▸ **DIRECTION**
Find every line in the records below that contains the word "orange", and copy each of those lines in full.

===== INPUT ROWS

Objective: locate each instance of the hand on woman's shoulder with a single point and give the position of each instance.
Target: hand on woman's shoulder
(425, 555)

==========
===== INPUT ROWS

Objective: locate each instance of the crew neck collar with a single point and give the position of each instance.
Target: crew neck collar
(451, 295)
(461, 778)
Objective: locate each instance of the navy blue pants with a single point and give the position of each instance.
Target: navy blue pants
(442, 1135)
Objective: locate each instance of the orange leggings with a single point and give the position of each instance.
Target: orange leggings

==========
===== INPUT ROWS

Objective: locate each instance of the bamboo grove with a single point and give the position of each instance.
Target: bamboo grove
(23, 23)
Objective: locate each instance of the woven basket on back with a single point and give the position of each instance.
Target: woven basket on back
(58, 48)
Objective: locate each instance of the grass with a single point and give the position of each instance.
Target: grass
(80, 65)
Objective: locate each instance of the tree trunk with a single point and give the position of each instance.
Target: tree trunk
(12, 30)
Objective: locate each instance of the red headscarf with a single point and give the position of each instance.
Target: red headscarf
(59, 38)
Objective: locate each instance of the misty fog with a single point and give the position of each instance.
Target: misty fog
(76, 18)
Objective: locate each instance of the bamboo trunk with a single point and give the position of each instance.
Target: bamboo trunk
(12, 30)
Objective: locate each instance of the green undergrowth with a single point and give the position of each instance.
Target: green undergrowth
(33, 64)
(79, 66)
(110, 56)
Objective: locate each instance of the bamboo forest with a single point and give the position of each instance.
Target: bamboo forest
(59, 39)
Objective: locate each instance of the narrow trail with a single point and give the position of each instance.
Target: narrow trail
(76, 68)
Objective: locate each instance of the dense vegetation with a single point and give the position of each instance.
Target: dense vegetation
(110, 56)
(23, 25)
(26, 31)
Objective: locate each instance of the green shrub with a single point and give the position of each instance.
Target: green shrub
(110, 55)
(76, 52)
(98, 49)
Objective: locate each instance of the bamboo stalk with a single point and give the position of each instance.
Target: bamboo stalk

==========

▸ **SOLUTION FOR THIS TASK**
Objective: locate each instance of the orange leggings with a single point and give the position of each instance.
Target: orange leggings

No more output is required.